- **Aim of the task**: Filter these entries, keeping only lines that hold the word "cross".

[Input data Boundary: Start]

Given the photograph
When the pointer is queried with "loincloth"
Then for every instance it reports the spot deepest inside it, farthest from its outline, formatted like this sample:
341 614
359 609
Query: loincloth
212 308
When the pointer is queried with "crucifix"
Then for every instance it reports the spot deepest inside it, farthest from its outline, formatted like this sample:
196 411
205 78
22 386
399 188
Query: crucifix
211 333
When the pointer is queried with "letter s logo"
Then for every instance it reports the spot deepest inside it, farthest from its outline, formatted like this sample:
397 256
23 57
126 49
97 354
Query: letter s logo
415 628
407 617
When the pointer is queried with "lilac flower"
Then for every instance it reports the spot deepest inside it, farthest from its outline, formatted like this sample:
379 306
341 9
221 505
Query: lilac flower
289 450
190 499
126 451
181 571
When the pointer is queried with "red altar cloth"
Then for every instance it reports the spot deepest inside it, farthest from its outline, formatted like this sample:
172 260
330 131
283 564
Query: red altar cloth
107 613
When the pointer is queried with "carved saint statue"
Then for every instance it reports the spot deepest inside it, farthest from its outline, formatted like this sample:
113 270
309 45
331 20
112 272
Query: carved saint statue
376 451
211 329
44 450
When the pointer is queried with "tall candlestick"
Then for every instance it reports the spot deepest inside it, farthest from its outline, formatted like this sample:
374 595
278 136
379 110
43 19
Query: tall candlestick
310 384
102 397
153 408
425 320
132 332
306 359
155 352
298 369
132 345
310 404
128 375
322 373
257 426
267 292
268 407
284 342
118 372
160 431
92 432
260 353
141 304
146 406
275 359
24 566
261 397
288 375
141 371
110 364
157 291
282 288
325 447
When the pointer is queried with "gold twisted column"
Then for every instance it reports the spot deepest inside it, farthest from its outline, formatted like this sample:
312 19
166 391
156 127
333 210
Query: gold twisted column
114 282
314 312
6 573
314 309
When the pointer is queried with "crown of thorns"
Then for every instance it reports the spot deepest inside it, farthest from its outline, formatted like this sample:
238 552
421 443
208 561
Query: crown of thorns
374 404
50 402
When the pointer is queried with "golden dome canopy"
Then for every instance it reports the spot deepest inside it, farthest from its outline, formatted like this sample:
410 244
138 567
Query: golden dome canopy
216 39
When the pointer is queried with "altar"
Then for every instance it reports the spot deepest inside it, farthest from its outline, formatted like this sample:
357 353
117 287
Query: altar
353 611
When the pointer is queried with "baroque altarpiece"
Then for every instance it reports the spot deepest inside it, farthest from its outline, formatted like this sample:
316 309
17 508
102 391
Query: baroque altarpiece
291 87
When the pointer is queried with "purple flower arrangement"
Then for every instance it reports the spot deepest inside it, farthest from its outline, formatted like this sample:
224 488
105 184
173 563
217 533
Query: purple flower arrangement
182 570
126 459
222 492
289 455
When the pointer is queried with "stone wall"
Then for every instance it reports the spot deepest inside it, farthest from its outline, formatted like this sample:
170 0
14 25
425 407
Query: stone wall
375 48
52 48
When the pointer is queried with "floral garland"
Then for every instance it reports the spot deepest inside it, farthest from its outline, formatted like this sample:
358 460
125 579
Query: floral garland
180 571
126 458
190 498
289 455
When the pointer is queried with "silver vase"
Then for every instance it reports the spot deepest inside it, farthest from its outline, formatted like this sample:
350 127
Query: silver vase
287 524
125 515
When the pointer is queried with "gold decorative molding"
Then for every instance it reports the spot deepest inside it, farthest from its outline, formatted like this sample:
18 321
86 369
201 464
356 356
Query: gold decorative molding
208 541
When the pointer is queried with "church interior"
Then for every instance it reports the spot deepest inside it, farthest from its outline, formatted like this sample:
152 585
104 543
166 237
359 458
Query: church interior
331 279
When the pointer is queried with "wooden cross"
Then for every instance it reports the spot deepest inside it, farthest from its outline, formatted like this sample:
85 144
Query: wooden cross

[Input data Boundary: End]

- **Response to the exercise**:
When the pointer is queried with "wooden cross"
Query: wooden cross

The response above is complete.